-- SUPPLIED PASSAGE --
++++++++++++++++++++

Adhesive for binding vinyl chloride to steel plates and vinyl chloride-coated steel plates

Abstract

An adhesive prepared by blending a hardening resin serving as the main component with an urethane resin having a polycarbonate structure. The addition of the urethane resin with the polycarbonate structure makes it possible to give an adhesive which has a high solvent resistance and a good low temperature impact resistance and achieves good adhesion between vinyl chloride and a steel plate. This urethane resin can be obtained by reacting a polyol with an isocyanate compound. It is advantageous to use the urethane resin in an amount of 5 to 35% by weight.

Description

TECHNICAL FIELD

This invention relates to an adhesive suitable for vinyl chloride-coated steel plates.

BACKGROUND ART

Owing to the high processability and good design properties, vinyl chloride-coated steel plates have been widely employed in the fields of household appliances and building materials.

In general, vinyl chloride-coated steel plates are produced by applying a vinyl chloride coating on the surface of a steel plate and then hardening the coating to give a resin film, or by adhering a vinyl chloride film to a steel plate. In these processes, an adhesive is used to adhere the vinyl chloride film or the resin film to the steel plate.

Since adhesives to be used in vinyl chloride-coated steel plates should be excellent in adhesiveness and heat resistance, a number of studies have been made on adhesives usable for these purposes.

For example, JPB S59-37034 discloses an adhesive for vinyl chloride-coated steel plates, which comprises an acrylic resin and an epoxy resin. On the other hand, JPA S58-179274 discloses an adhesive for vinyl chloride-coated steel plates, which comprises an acrylic resin, an epoxy resin and a phenoxy resin. In these cases, the adhesives are applied on steel plates and then hardened with the use of hardeners, thus elevating the adhesive force between the steel plates and vinyl chloride.

++++++++++++++++++++

-- GIVEN DATA --
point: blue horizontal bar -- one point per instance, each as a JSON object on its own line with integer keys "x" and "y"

++++++++++++++++++++

Update everything in the vinyl chloride adhesive text from "This invention relates" down to "for these purposes.", putting "home appliances" wherever "household appliances" appears. Please rely only on the vinyl chloride adhesive text.

This invention relates to an adhesive suitable for vinyl chloride-coated steel plates.

BACKGROUND ART

Owing to the high processability and good design properties, vinyl chloride-coated steel plates have been widely employed in the fields of home appliances and building materials.

In general, vinyl chloride-coated steel plates are produced by applying a vinyl chloride coating on the surface of a steel plate and then hardening the coating to give a resin film, or by adhering a vinyl chloride film to a steel plate. In these processes, an adhesive is used to adhere the vinyl chloride film or the resin film to the steel plate.

Since adhesives to be used in vinyl chloride-coated steel plates should be excellent in adhesiveness and heat resistance, a number of studies have been made on adhesives usable for these purposes.